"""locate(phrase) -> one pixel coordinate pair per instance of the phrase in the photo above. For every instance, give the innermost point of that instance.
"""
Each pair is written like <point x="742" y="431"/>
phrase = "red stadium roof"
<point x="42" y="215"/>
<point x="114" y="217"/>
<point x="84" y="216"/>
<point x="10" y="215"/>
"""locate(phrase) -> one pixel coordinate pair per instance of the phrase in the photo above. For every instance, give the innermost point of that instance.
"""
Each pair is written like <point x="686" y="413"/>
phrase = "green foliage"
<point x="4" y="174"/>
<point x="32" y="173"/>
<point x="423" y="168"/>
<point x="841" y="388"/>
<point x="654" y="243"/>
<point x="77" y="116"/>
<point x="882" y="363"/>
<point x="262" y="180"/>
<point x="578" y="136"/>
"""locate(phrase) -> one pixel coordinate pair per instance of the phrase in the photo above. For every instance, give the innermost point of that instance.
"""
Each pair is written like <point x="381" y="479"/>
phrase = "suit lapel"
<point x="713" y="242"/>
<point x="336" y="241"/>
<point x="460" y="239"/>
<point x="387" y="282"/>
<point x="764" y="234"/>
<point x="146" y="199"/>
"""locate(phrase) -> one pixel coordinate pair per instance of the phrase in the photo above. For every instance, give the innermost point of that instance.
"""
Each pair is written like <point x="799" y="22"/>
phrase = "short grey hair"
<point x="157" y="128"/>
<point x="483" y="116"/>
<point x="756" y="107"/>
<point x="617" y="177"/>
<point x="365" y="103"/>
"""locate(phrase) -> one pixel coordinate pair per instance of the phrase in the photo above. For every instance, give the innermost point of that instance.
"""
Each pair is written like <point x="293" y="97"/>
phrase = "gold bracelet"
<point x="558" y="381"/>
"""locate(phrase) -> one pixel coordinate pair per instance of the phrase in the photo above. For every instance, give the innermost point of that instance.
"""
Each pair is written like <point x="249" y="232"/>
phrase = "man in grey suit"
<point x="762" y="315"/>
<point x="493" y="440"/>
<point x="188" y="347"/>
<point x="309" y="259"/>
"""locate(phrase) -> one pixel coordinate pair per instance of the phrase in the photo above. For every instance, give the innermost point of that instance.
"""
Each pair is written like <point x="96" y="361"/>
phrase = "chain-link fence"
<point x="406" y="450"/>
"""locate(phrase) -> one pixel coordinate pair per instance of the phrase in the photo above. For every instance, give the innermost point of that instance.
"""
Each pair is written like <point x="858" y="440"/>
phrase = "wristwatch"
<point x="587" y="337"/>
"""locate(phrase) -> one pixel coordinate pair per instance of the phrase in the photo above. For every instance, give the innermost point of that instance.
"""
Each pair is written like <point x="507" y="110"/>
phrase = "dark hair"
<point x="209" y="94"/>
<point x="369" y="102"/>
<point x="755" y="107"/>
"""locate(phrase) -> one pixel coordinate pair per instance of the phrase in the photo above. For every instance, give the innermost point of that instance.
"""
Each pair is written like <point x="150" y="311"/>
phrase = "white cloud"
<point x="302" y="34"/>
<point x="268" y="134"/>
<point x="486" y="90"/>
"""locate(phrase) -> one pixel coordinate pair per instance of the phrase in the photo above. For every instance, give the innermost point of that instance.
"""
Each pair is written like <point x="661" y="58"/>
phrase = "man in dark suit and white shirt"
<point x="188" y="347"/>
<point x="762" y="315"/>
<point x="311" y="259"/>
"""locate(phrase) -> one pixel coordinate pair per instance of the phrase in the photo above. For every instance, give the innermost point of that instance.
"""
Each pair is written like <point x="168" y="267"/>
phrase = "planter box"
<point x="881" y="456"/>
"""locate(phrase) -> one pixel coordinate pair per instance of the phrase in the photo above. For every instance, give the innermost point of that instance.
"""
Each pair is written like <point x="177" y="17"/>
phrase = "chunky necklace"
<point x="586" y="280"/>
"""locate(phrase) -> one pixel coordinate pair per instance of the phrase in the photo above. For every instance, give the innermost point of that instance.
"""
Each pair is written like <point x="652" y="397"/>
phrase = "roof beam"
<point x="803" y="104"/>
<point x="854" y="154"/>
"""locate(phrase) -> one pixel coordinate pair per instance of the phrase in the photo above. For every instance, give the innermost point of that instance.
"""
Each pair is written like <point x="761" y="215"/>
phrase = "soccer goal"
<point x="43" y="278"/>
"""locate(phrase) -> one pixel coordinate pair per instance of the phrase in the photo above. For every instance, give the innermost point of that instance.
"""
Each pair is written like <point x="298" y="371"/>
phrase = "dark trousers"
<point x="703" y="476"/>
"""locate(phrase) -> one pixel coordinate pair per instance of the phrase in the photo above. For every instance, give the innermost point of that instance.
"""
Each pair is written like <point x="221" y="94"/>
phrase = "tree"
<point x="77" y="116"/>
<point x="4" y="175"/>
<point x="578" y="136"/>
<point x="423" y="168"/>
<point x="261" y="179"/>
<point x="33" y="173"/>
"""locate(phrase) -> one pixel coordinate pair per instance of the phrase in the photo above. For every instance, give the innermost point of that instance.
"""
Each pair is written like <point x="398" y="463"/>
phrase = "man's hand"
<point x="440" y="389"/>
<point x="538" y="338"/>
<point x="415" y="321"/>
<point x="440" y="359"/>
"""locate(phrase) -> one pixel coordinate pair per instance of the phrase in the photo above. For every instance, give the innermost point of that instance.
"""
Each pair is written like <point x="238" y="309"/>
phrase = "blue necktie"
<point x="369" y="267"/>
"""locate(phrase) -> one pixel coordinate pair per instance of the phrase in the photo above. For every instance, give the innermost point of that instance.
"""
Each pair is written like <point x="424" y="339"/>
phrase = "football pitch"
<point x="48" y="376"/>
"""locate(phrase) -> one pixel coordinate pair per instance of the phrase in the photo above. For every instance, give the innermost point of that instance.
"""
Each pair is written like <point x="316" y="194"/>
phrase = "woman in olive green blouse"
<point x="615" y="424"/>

====

> _Short exercise_: All records above must be set down exactly, please.

> _Task response_:
"""locate(phrase) -> one pixel coordinate pair per instance of the phrase in the photo above. For every instance, give the innermost point of that instance.
"""
Each pair is written like <point x="742" y="431"/>
phrase = "red stadium roof"
<point x="42" y="215"/>
<point x="114" y="217"/>
<point x="84" y="216"/>
<point x="10" y="215"/>
"""locate(phrase) -> one pixel coordinate pair per instance of the phrase in the photo above. For every instance, give the innermost point of that instance.
"""
Each pair is written like <point x="686" y="413"/>
phrase = "green foliage"
<point x="4" y="174"/>
<point x="32" y="173"/>
<point x="423" y="168"/>
<point x="841" y="388"/>
<point x="654" y="243"/>
<point x="77" y="116"/>
<point x="882" y="363"/>
<point x="262" y="180"/>
<point x="578" y="136"/>
"""locate(phrase) -> one pixel coordinate pair per instance of the phrase in the photo above. For every instance, give the innermost point of that instance.
"""
Each pair is written like <point x="381" y="479"/>
phrase = "suit lapel"
<point x="713" y="242"/>
<point x="336" y="241"/>
<point x="460" y="239"/>
<point x="387" y="282"/>
<point x="764" y="234"/>
<point x="146" y="199"/>
"""locate(phrase) -> one pixel coordinate pair per instance of the phrase in the photo above. For every instance, give the innermost point of that instance.
"""
Each pair is written like <point x="799" y="22"/>
phrase = "short grey hair"
<point x="157" y="128"/>
<point x="483" y="116"/>
<point x="756" y="107"/>
<point x="617" y="177"/>
<point x="365" y="103"/>
"""locate(phrase) -> one pixel coordinate pair per instance of the phrase in the photo above. For every instance, give the innermost point of that instance.
"""
Each pair is written like <point x="293" y="97"/>
phrase = "gold bracelet"
<point x="558" y="381"/>
"""locate(phrase) -> one pixel coordinate pair per instance of the phrase in the photo above. For every instance, give the innermost point of that instance.
"""
Each pair is written like <point x="249" y="232"/>
phrase = "man in grey suit"
<point x="762" y="315"/>
<point x="493" y="440"/>
<point x="188" y="347"/>
<point x="309" y="259"/>
"""locate(phrase) -> one pixel coordinate pair per instance of the phrase in the photo above. For every instance, give the innermost point of that instance.
"""
Each pair is written like <point x="96" y="361"/>
phrase = "chain-link fence"
<point x="406" y="450"/>
"""locate(phrase) -> one pixel coordinate pair per instance of the phrase in the photo above. For every instance, give the innermost point of that instance.
"""
Each pair is written like <point x="858" y="440"/>
phrase = "wristwatch"
<point x="587" y="337"/>
"""locate(phrase) -> one pixel coordinate pair per instance of the phrase in the photo above. For every instance, give the innermost point of that instance.
"""
Each pair is written like <point x="507" y="110"/>
phrase = "dark hair"
<point x="209" y="94"/>
<point x="369" y="102"/>
<point x="755" y="107"/>
"""locate(phrase) -> one pixel coordinate pair per instance of the phrase in the photo above. For every instance, give the innermost point of that instance.
"""
Each pair is written like <point x="150" y="311"/>
phrase = "white cloud"
<point x="302" y="34"/>
<point x="268" y="134"/>
<point x="486" y="90"/>
"""locate(phrase) -> one pixel coordinate pair per instance of the phrase in the photo above. For every instance, give the innermost point of that instance.
"""
Each pair is written like <point x="661" y="58"/>
phrase = "man in dark suit and white shirt"
<point x="188" y="347"/>
<point x="762" y="315"/>
<point x="311" y="259"/>
"""locate(phrase) -> one pixel coordinate pair per instance of the phrase in the photo above. For every instance, give the innermost point of that instance.
"""
Each pair is written like <point x="168" y="267"/>
phrase = "planter box"
<point x="881" y="456"/>
"""locate(phrase) -> one pixel coordinate pair per instance of the phrase in the photo above. For every instance, give the innermost point of that instance.
"""
Each pair is written like <point x="177" y="17"/>
phrase = "chunky necklace"
<point x="586" y="280"/>
"""locate(phrase) -> one pixel coordinate pair per instance of the phrase in the photo above. For every instance, give the innermost point of that instance.
"""
Each pair is written like <point x="652" y="397"/>
phrase = "roof beam"
<point x="803" y="104"/>
<point x="854" y="154"/>
"""locate(phrase) -> one pixel coordinate pair per instance of the phrase in the photo above. For every instance, give the innermost point of that instance.
"""
Each pair is written like <point x="761" y="215"/>
phrase = "soccer goal"
<point x="43" y="278"/>
"""locate(phrase) -> one pixel coordinate pair per instance of the phrase in the photo above. For every instance, give the innermost point of that instance.
"""
Each pair is written like <point x="298" y="371"/>
phrase = "dark trousers"
<point x="703" y="476"/>
"""locate(phrase) -> one pixel coordinate pair per instance of the phrase in the photo above. For every instance, give the innermost point of that instance.
"""
Each pair is written like <point x="221" y="94"/>
phrase = "tree"
<point x="77" y="116"/>
<point x="4" y="175"/>
<point x="578" y="136"/>
<point x="423" y="168"/>
<point x="261" y="179"/>
<point x="33" y="173"/>
"""locate(phrase) -> one pixel coordinate pair per instance of the phrase in the photo above. For every instance, give the innermost point of that instance.
"""
Each pair is written like <point x="398" y="463"/>
phrase = "man's hand"
<point x="440" y="389"/>
<point x="538" y="338"/>
<point x="415" y="321"/>
<point x="440" y="359"/>
"""locate(phrase) -> one pixel coordinate pair per instance of the phrase in the photo above. For every instance, give the innermost point of that instance.
"""
Each pair is written like <point x="238" y="309"/>
phrase = "blue necktie"
<point x="369" y="267"/>
"""locate(phrase) -> one pixel coordinate pair per instance of the phrase in the photo above. For every instance, give the innermost point of that instance.
"""
Each pair is written like <point x="424" y="339"/>
phrase = "football pitch"
<point x="48" y="376"/>
"""locate(phrase) -> one pixel coordinate pair per instance of the phrase in the photo above. For every instance, give the innermost point of that instance.
"""
Each pair is written like <point x="316" y="194"/>
phrase = "woman in olive green blouse"
<point x="615" y="424"/>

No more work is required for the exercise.